WORK INSTRUCTION = Please copy the article on rising prices in Argentina starting at "Argentines endured price" and ending at "in New York.", swapping "opposition politicians" for "opposition lawmakers".

EXCERPT PROVIDED =
____________________
Soaring Prices Fuel Frustrations for Weary Argentines
【By JONATHAN GILBERT／聯合報／陳世欽譯】
BUENOS AIRES — Diego Gómez scurried around the food market in a gritty neighborhood far from the elegant avenues of central Buenos Aires. He did not stay long.
“My salary isn’t enough for anything,” said Mr. Gómez, 58, a blacksmith and father of four who earns less than $800 a month. After a few modest purchases, he left . “It’s unfair that we suffer,” he said about the rise in prices that followed a 19 percent devaluation in January of Argentina’s peso, which sent shock waves through emerging markets.
Mr. Gómez’s situation is common in Argentina as residents grapple with one of the world’s highest inflation rates, leading to social unrest, including a strike by schoolteachers and police sitins that led to widespread looting.
Argentines endured price rises of nearly 30 percent last year, according to an unofficial index published by opposition politicians; the government, which has been accused of manipulating economic data in the past, claims inflation reached only 10.9 percent in 2013. In 2014, inflation could accelerate to 45 percent, according to a recent report by J. P. Morgan in New York.
____________________
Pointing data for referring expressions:
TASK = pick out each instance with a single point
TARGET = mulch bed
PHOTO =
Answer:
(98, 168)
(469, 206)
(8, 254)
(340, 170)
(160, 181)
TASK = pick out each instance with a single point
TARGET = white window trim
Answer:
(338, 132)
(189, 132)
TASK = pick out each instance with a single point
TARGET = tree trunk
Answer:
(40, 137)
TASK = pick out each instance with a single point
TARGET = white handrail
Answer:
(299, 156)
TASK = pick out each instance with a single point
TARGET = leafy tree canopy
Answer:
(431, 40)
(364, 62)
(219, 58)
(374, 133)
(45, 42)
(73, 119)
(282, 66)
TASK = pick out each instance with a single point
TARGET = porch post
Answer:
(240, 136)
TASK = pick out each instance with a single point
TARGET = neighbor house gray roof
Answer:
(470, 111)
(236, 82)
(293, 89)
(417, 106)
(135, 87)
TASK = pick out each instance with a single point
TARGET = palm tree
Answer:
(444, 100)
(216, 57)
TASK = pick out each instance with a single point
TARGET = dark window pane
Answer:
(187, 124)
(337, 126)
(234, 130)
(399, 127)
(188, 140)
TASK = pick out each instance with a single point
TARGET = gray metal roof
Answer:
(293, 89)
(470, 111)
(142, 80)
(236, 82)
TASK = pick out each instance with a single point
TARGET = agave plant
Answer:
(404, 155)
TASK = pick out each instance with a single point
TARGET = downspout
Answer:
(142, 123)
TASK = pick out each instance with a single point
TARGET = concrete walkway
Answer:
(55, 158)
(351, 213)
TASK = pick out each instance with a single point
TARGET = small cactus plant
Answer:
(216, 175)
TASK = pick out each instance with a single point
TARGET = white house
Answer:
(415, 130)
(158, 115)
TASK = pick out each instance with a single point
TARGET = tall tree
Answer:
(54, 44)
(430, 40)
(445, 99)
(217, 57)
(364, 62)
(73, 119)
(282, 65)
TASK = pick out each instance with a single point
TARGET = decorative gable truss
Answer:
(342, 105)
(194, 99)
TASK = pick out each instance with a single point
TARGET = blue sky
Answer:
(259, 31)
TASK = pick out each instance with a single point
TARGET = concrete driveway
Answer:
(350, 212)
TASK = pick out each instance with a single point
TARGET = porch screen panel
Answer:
____________________
ANSWER BELOW =
Argentines endured price rises of nearly 30 percent last year, according to an unofficial index published by opposition lawmakers; the government, which has been accused of manipulating economic data in the past, claims inflation reached only 10.9 percent in 2013. In 2014, inflation could accelerate to 45 percent, according to a recent report by J. P. Morgan in New York.